Region annotation entries
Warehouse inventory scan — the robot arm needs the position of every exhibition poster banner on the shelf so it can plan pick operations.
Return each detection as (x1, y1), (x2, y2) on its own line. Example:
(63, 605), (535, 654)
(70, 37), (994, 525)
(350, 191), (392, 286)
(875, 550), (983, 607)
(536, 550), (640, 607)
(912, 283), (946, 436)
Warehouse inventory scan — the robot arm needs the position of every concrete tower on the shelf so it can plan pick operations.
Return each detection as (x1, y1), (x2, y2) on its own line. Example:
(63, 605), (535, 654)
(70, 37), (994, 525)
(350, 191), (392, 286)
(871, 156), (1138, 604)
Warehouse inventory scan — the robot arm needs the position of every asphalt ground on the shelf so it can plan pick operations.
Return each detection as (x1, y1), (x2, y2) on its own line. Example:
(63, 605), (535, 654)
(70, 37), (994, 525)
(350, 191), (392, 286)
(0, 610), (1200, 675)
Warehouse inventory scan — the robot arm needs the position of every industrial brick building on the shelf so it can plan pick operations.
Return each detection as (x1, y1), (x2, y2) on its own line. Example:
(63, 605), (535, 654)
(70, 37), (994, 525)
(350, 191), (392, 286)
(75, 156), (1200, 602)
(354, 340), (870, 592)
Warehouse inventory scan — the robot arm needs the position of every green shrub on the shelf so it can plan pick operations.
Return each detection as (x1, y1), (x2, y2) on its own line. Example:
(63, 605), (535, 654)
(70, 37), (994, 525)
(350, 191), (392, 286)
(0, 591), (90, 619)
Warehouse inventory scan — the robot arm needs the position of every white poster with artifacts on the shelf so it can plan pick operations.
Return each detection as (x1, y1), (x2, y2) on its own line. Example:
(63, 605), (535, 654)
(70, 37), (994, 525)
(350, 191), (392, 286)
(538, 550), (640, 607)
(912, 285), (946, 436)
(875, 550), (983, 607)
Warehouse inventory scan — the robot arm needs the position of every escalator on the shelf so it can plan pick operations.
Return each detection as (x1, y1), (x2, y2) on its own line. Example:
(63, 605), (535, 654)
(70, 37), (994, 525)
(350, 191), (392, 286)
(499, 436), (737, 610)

> **Prompt**
Please reproduce every one of the records above word for word.

> **Written reply**
Warehouse inventory scan — the robot arm needs the position of every exhibition poster banner on the shelf so it can plan pick operations.
Return each detection as (x1, y1), (x2, y2) on its own line. Example:
(63, 605), (535, 654)
(70, 37), (994, 525)
(350, 191), (392, 286)
(875, 550), (983, 607)
(536, 550), (640, 607)
(912, 283), (946, 436)
Warehouse inventory scan — the robot arm needs the position of every concrete tower on the shelf so it can plan pick operations.
Return each detection as (x1, y1), (x2, y2) on its own line. Example:
(63, 605), (535, 654)
(70, 37), (994, 525)
(350, 191), (392, 286)
(871, 156), (1138, 604)
Warehouse inventory scan — the robot arm needs the position of every asphalt ground on the shelf so it can plan pick operations.
Return each detection as (x1, y1), (x2, y2) on its own line. Example:
(63, 605), (535, 654)
(70, 37), (994, 525)
(350, 191), (392, 286)
(0, 610), (1200, 675)
Warehouse inventory scan — the robot arm needs the position of every industrial brick building on the shelf so it can plan pick operations.
Return each detection as (x1, y1), (x2, y2) on its own line. Example:
(63, 605), (535, 654)
(70, 37), (994, 525)
(350, 191), (392, 286)
(75, 156), (1200, 602)
(354, 340), (870, 592)
Warehouse inventory scan — the robot arm needs the position of every green shrub on the shelf so it can plan pick operations.
Return each detection as (x1, y1), (x2, y2) on its own line. Example:
(63, 605), (535, 654)
(70, 37), (994, 525)
(350, 191), (392, 286)
(0, 591), (90, 619)
Warehouse inventory scan — the robot arm needs the position of every white poster with artifacts on the shelf so it can plan pick operations.
Return each detection as (x1, y1), (x2, y2) on its own line. Example:
(63, 605), (535, 654)
(70, 37), (994, 525)
(350, 191), (392, 286)
(538, 550), (640, 607)
(912, 285), (946, 436)
(875, 550), (983, 607)
Warehouse inventory scan — the robot arm needs the position of every escalator on the shelf so it can plan pick operations.
Return each detection as (x1, y1), (x2, y2) on its own line. Example:
(63, 605), (535, 654)
(70, 37), (994, 525)
(350, 191), (392, 286)
(499, 436), (737, 610)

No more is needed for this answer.